What you should do: Please return, unchanged, every line from the start of the items through the line containing "[166,172,179,208]", including both of those lines.

= = = = = = =

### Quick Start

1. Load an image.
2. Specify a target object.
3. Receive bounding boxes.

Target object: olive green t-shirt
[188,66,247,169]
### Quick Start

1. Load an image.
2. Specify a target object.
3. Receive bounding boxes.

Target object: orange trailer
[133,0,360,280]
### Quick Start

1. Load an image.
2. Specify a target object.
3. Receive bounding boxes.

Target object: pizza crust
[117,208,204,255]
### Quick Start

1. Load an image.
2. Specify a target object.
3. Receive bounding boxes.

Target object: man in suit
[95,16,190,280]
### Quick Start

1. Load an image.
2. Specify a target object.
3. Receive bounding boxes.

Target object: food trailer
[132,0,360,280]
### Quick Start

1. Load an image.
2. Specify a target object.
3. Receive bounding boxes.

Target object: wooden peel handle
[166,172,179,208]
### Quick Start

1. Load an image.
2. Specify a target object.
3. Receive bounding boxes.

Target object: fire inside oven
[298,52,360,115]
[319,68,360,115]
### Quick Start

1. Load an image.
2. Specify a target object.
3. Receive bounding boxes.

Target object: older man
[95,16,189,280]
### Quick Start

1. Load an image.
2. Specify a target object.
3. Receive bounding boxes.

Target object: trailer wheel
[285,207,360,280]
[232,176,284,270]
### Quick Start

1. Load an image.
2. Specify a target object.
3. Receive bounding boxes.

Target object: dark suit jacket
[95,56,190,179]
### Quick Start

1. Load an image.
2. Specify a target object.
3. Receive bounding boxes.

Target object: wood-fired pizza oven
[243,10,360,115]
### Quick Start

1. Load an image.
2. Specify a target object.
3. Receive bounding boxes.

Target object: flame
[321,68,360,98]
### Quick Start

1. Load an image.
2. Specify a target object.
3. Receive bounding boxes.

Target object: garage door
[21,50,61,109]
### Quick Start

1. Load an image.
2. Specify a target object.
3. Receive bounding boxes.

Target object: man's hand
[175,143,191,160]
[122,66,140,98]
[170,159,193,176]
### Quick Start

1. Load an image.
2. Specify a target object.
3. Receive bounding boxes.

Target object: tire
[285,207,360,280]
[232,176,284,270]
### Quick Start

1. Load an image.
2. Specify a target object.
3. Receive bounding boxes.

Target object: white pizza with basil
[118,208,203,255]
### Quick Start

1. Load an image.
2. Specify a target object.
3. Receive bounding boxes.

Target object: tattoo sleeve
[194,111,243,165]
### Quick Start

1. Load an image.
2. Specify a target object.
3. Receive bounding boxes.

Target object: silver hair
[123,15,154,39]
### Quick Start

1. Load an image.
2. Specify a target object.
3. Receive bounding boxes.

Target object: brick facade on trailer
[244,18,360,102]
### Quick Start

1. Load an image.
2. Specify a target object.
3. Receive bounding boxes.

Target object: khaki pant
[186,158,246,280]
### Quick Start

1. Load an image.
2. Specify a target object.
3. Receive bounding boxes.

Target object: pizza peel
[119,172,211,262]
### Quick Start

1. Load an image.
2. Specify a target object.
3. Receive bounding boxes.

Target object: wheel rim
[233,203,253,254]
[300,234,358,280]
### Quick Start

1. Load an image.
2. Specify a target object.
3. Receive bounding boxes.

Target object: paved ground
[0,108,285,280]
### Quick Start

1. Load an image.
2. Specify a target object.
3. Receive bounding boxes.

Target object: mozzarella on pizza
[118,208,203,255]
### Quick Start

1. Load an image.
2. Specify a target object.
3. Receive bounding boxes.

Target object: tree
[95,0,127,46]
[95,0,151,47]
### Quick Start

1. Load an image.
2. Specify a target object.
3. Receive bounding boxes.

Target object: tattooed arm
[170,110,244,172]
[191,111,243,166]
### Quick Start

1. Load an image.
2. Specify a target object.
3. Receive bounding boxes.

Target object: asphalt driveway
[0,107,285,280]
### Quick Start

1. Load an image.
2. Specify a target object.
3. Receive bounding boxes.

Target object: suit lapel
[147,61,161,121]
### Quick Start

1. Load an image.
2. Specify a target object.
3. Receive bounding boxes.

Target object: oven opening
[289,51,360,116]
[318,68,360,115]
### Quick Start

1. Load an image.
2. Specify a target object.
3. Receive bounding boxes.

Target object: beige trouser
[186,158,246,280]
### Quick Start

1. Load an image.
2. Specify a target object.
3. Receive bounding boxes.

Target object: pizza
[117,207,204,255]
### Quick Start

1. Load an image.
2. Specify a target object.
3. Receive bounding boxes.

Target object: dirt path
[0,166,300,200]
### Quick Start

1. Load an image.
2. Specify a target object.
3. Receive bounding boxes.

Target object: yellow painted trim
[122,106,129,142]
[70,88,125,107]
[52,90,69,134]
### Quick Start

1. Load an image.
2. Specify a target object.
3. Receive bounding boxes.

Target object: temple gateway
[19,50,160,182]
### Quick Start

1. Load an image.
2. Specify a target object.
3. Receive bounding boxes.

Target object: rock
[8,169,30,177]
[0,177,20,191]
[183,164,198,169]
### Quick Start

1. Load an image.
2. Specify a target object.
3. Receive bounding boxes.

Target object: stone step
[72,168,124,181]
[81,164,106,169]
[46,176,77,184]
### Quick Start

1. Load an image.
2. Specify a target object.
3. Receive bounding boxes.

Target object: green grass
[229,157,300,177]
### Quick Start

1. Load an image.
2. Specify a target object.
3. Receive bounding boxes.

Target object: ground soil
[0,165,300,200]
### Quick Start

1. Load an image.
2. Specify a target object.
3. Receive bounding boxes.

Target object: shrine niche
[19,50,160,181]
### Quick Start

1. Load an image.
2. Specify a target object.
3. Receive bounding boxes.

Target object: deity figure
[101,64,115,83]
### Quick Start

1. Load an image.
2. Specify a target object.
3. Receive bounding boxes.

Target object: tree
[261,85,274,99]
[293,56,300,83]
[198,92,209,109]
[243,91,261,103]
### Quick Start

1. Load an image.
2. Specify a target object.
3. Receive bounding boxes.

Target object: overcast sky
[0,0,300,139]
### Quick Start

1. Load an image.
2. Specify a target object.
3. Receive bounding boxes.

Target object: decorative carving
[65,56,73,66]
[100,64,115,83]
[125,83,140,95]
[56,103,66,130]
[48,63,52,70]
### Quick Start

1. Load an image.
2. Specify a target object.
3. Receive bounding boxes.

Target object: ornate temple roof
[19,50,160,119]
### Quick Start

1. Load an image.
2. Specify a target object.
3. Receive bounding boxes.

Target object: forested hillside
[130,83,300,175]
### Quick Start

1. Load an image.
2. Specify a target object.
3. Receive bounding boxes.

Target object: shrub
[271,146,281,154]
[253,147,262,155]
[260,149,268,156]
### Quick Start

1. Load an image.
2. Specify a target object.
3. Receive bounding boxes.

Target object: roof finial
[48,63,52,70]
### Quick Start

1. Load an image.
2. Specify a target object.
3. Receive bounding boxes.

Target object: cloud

= = = = = = =

Complete response:
### Quick Start

1. Load an image.
2. Specify a target object.
3. Receive bounding boxes.

Target object: olive green t-shirt
[188,66,247,169]
### Quick Start

1. Load an image.
2. Specify a target object.
3. Receive bounding boxes.

Target object: orange trailer
[133,0,360,280]
### Quick Start

1. Load an image.
2. Specify a target object.
3. Receive bounding boxes.

Target object: pizza crust
[117,208,204,255]
### Quick Start

1. Load an image.
2. Specify a target object.
3. Receive bounding boxes.

Target object: man in suit
[95,16,190,280]
### Quick Start

1. Load an image.
2. Specify a target object.
3. Receive bounding boxes.

Target object: food trailer
[132,0,360,280]
### Quick Start

1. Load an image.
2. Specify a target object.
3. Receive bounding boxes.

Target object: wooden peel handle
[166,172,179,208]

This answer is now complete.